** Start Source material **

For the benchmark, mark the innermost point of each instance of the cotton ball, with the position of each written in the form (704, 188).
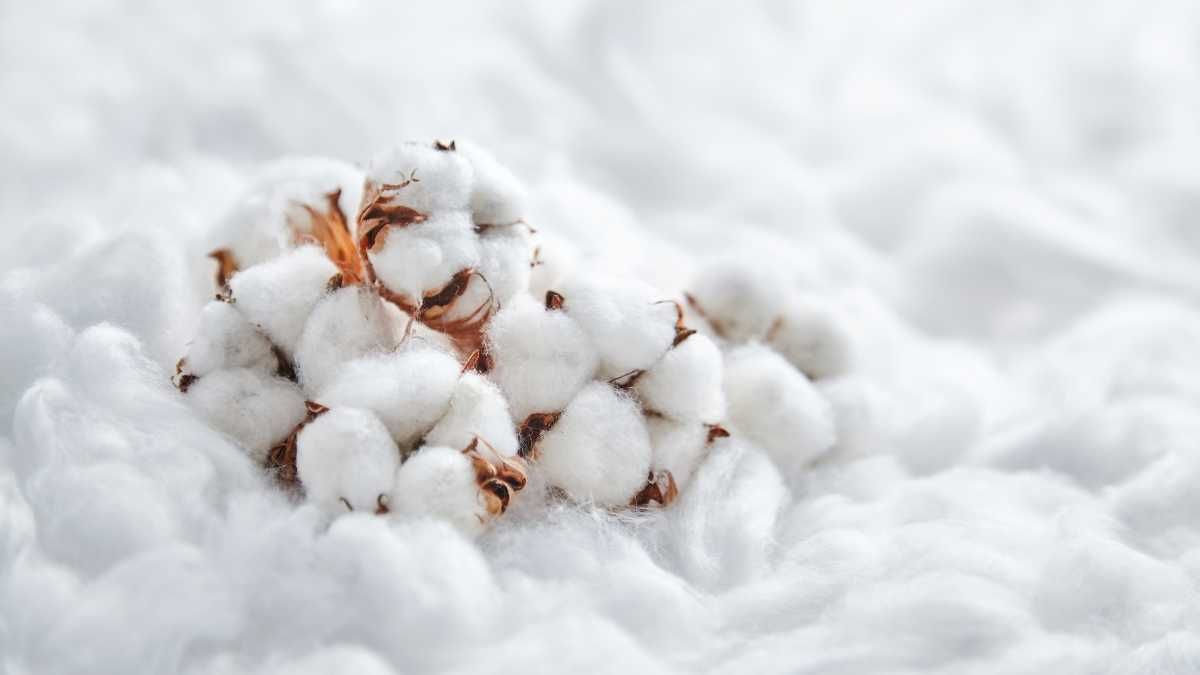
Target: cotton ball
(478, 408)
(439, 482)
(685, 384)
(420, 258)
(677, 447)
(347, 460)
(225, 339)
(811, 336)
(777, 407)
(348, 323)
(255, 407)
(540, 357)
(432, 180)
(738, 299)
(279, 296)
(497, 196)
(627, 321)
(599, 449)
(409, 390)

** End Source material **

What is required: Turn every line of the records above into a JSON list of strings, one string per line, with blank lines skipped. Leave the picture lines out.

Output below:
[
  "For the benchmark, mark the innermost point of each instance of the cotton ball, with the position of each written in the form (704, 188).",
  "Target: cotton ball",
  "(478, 408)",
  "(439, 482)",
  "(685, 384)",
  "(420, 258)",
  "(677, 447)",
  "(347, 460)",
  "(225, 339)",
  "(811, 336)",
  "(777, 407)",
  "(348, 323)",
  "(255, 407)",
  "(540, 357)",
  "(432, 180)",
  "(738, 299)",
  "(279, 296)",
  "(497, 196)",
  "(627, 321)",
  "(599, 449)",
  "(409, 390)"
]